=== TASK PROMPT ===
Replace every occurrence of "neighboring house" with "adjacent house" throughout the items below. Keep everything else unchanged.

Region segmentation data
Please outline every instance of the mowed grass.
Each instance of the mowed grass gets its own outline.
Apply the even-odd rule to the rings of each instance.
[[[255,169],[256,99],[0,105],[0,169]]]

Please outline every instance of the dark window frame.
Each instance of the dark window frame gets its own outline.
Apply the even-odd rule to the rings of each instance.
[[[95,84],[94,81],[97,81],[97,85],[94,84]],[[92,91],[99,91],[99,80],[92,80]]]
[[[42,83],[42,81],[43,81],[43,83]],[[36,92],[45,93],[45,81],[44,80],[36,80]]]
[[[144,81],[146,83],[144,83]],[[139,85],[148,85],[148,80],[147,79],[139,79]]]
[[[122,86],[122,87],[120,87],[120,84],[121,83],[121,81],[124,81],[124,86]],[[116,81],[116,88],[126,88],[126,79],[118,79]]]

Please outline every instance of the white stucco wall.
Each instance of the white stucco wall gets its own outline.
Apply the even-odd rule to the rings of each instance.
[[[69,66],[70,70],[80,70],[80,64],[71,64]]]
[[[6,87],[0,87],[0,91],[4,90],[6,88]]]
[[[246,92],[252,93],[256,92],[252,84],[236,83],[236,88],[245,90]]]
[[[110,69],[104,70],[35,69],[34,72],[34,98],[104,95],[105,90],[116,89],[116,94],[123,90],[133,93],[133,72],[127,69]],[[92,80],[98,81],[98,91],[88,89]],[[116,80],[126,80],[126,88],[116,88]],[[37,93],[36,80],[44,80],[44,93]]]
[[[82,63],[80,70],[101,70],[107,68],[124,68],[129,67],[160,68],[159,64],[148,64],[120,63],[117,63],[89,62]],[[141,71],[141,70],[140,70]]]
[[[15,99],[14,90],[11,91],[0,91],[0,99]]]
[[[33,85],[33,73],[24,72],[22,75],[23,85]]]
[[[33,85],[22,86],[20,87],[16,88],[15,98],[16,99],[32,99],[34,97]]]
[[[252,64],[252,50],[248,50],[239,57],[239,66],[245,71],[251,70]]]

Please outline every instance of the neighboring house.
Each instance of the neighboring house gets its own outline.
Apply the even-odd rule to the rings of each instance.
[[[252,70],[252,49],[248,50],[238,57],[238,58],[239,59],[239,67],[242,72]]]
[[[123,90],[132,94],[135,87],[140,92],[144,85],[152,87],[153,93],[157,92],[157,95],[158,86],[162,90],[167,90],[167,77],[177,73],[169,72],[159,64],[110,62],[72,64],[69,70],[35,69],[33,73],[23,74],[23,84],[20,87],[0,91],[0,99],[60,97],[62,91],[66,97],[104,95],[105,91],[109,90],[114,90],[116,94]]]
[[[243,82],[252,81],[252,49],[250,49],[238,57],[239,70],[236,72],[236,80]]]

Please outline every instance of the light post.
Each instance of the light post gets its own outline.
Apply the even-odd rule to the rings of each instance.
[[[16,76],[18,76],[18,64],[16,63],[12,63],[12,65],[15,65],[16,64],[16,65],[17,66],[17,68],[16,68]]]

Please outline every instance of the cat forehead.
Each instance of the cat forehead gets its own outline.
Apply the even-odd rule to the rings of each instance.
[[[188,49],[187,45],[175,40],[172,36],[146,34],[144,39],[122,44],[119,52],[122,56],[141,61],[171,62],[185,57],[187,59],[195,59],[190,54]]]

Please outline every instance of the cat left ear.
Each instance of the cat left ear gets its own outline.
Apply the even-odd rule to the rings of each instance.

=== EXERCISE SOLUTION ===
Please outline every instance of the mowed grass.
Each instance of the mowed grass gets its own outline.
Apply the even-odd rule to the rings of each instance.
[[[255,169],[256,99],[0,105],[0,169]]]

Please outline every instance of the dark window frame.
Each instance of the dark window frame gets its own outline.
Apply the even-odd rule to the rings of each instance.
[[[95,84],[94,81],[97,81],[97,85],[94,84]],[[92,91],[99,91],[99,80],[92,80]]]
[[[42,83],[42,81],[43,81],[43,83]],[[36,92],[45,93],[45,81],[44,80],[36,80]]]
[[[144,81],[146,83],[144,83]],[[139,85],[148,85],[148,80],[147,79],[139,79]]]
[[[122,86],[122,87],[120,87],[120,84],[121,83],[121,81],[124,81],[124,86]],[[116,81],[116,88],[126,88],[126,79],[118,79]]]

Please outline every instance of the white stucco wall.
Each instance of the white stucco wall gets its own outline.
Apply the even-odd rule to the rings of each instance.
[[[69,66],[70,70],[80,70],[80,64],[71,64]]]
[[[6,87],[0,87],[0,91],[4,90],[6,88]]]
[[[246,92],[252,93],[256,92],[252,84],[236,83],[236,88],[245,90]]]
[[[110,69],[104,70],[35,69],[34,72],[34,98],[104,95],[105,90],[116,89],[116,94],[123,90],[133,93],[133,72],[127,69]],[[92,80],[98,81],[98,91],[88,89]],[[116,80],[126,80],[126,88],[116,88]],[[37,93],[36,80],[44,80],[44,93]]]
[[[82,63],[80,70],[101,70],[107,68],[124,68],[129,67],[160,68],[159,64],[148,64],[120,63],[117,63],[89,62]],[[141,71],[141,70],[140,70]]]
[[[15,99],[14,90],[11,91],[0,91],[0,99]]]
[[[33,85],[33,73],[24,72],[22,75],[23,85]]]
[[[33,85],[22,86],[20,87],[16,88],[15,98],[16,99],[32,99],[34,97]]]
[[[252,64],[252,50],[248,50],[239,57],[239,66],[245,71],[251,70]]]

Please outline every instance of the adjacent house.
Each instance of the adjacent house gets its own outline.
Apply the even-odd rule to the rings of each instance.
[[[252,70],[252,49],[248,50],[238,57],[238,58],[239,59],[239,67],[242,72]]]
[[[123,90],[132,94],[135,87],[140,92],[144,85],[152,87],[153,93],[157,92],[157,95],[158,86],[162,90],[167,90],[167,77],[177,73],[169,72],[159,64],[110,62],[72,64],[69,70],[35,69],[33,73],[23,74],[23,84],[20,87],[0,91],[0,99],[60,97],[62,91],[66,97],[104,95],[105,91],[109,90],[114,90],[116,94]]]
[[[243,82],[252,81],[252,49],[250,49],[238,57],[239,70],[236,72],[236,80]]]

Please outline every instance of the light post.
Each instance of the light post gets its own outline.
Apply the even-odd rule to the rings of each instance.
[[[16,76],[18,76],[18,64],[16,63],[12,63],[12,65],[15,65],[16,64],[16,65],[17,66],[17,68],[16,68]]]

Please outline every instance of the cat forehead.
Each instance of the cat forehead gets its own outline.
Apply the even-odd rule to the rings of each instance.
[[[188,49],[187,45],[175,40],[172,36],[146,34],[144,39],[122,44],[119,52],[122,56],[141,61],[171,62],[185,57],[187,59],[195,59],[190,54]]]

Please outline every instance of the cat left ear.
Each instance of the cat left ear gets its own outline.
Apply the even-odd rule to the rings of each instance.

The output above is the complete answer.